Exercise instructions
Write out the entries, please, from the line containing "Reviewer note. Check that each instance of the grey t-shirt" through their final line, exactly and with nothing else.

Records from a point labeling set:
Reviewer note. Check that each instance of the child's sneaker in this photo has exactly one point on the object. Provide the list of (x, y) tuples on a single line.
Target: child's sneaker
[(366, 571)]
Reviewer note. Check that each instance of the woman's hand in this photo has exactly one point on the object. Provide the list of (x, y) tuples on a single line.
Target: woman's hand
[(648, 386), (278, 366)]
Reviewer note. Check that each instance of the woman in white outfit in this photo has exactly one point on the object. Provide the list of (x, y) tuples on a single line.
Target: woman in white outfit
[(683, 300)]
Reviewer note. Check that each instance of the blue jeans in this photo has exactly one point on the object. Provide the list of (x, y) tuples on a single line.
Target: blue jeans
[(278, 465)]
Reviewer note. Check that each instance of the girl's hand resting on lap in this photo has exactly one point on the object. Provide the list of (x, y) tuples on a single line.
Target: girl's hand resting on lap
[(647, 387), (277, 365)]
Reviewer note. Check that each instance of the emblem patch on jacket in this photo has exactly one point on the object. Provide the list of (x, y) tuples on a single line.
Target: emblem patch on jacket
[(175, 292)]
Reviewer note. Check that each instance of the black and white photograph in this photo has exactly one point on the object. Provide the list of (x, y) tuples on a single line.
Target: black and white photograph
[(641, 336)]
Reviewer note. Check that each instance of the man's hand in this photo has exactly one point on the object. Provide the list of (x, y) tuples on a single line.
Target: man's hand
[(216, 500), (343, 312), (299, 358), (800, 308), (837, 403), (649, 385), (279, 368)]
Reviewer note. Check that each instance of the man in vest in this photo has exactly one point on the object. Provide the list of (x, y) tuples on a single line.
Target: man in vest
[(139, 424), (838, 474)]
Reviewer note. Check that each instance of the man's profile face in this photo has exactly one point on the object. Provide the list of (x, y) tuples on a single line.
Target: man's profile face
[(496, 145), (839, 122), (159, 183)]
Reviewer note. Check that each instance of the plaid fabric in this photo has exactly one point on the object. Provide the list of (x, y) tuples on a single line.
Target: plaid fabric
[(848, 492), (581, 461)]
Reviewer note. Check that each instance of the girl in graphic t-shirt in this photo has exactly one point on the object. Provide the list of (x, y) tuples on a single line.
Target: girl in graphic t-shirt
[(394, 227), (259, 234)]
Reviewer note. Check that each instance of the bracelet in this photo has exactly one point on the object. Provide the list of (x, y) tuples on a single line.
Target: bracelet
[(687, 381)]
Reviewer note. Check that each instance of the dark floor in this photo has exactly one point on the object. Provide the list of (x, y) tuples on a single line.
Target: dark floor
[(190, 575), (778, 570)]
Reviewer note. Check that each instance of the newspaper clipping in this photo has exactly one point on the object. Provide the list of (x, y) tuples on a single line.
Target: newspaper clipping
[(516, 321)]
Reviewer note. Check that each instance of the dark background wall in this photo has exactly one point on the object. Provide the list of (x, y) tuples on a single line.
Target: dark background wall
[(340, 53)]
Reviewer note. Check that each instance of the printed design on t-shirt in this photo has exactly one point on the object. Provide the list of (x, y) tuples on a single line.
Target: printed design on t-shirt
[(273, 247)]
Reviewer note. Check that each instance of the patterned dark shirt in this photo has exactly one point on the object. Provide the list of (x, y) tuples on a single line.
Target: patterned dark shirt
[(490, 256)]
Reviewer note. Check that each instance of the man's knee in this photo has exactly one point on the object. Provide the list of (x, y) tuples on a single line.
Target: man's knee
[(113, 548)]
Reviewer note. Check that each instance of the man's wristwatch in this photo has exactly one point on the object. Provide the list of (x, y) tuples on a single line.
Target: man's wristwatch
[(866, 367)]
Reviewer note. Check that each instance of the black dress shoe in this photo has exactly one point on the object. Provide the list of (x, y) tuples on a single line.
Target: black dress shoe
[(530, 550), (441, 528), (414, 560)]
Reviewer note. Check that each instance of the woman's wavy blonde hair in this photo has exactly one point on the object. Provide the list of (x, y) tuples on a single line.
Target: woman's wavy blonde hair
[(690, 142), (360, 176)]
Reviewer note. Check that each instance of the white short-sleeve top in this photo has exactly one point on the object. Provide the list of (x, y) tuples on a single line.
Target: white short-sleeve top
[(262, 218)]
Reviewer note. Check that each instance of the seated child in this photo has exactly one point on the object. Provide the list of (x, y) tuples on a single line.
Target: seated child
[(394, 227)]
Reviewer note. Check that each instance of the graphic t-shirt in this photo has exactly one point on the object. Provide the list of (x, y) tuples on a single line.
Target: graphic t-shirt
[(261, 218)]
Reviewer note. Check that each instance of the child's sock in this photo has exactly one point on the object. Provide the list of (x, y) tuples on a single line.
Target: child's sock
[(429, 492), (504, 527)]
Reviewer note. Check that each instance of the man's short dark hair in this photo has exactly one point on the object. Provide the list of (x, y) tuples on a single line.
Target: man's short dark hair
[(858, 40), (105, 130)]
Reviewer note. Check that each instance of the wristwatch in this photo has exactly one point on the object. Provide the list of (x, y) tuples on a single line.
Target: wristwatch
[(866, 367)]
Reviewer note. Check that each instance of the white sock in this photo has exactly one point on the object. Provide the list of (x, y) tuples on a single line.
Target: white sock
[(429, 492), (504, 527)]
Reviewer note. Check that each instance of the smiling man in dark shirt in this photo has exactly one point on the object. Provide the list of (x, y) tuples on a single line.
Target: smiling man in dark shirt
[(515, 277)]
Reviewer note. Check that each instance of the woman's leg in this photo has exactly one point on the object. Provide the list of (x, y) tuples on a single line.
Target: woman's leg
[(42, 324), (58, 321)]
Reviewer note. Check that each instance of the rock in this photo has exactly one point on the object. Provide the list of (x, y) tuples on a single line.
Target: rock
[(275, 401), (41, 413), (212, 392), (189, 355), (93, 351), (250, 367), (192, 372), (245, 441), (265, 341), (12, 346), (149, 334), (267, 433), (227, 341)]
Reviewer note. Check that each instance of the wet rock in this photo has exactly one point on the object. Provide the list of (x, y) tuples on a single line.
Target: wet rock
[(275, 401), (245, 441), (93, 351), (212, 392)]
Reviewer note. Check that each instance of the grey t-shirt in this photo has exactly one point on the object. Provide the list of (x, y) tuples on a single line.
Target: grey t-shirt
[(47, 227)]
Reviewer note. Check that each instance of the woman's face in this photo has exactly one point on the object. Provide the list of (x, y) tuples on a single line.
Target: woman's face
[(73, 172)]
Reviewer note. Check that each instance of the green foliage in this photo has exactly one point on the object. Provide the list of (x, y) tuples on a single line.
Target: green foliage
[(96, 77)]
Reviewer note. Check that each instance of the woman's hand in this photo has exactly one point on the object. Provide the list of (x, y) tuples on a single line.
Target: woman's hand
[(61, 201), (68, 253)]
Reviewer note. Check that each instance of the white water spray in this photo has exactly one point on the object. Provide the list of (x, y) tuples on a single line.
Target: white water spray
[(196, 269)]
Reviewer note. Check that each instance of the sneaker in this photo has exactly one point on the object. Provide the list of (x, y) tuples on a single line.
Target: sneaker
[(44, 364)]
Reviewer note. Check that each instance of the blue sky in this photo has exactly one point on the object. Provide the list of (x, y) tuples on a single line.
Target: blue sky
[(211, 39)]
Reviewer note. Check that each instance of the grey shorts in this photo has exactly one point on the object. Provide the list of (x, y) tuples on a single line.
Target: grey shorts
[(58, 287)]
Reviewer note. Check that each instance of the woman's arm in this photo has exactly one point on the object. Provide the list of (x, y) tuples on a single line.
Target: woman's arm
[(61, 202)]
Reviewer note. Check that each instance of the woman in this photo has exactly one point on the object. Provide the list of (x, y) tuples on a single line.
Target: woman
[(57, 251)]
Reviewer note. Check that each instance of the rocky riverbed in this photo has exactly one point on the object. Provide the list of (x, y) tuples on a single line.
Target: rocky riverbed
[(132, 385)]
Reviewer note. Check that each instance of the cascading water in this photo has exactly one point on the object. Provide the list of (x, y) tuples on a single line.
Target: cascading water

Reply
Reviewer note. Check that each instance of the grey t-shirt in this photo has exactly one point on the object. Provide the list of (x, y) tuples on a single line.
Target: grey t-shirt
[(47, 227)]
Reviewer note. Check that each instance of the woman's face in this photo has exactly one point on the object. Provide the list of (x, y) tuples on a single line.
Target: woman's face
[(73, 172)]
Reviewer note. Check that each instance of the green foliage in this photo has exactly one point on the object. Provide the list of (x, y) tuples on a single line.
Target: green foliage
[(96, 77)]
Reviewer note. Check that each instance of the woman's hand in this photo has exactly one point on the object. Provide the list of (x, y) tuples on a single line.
Target: woman's hand
[(61, 201), (68, 253)]
Reviewer note. Check that each instance of the white water spray in this photo has exactly one point on the object. Provide the list of (x, y) tuples on a single line.
Target: white water spray
[(196, 269)]
Reviewer note. Check that each instance of the sneaker in this photo has exactly one point on the object. Provide the list of (x, y) tuples on a single line.
Target: sneaker
[(44, 364)]
Reviewer note. Check that each instance of the blue sky in this photo has exactly one point on the object. Provide the list of (x, y) tuples on a single line.
Target: blue sky
[(211, 39)]
Reviewer note. Check that each instance of the grey shorts in this photo has exactly one point on the object. Provide the list of (x, y) tuples on a single line.
Target: grey shorts
[(58, 287)]
Reviewer note. Check that each instance of the woman's arm in this photo has exactly one point on the object. Provide the list of (x, y) tuples on a single line.
Target: woman's arm
[(61, 202)]
Reviewer note. Check that each instance of the woman in this photo has exactly one point on the object. Provide the list of (x, y) tuples on a single line.
Target: woman
[(57, 251)]
Reviewer note. Check that each instance of the rocky riverbed in this photo has exactly one point on the object. Provide the list of (x, y) tuples on a single line.
Target: rocky riverbed
[(132, 385)]
Reviewer note. Check that each instance of the cascading water in this photo has exactly one point on the object. Provide the list of (x, y) tuples on a single line.
Target: cascading water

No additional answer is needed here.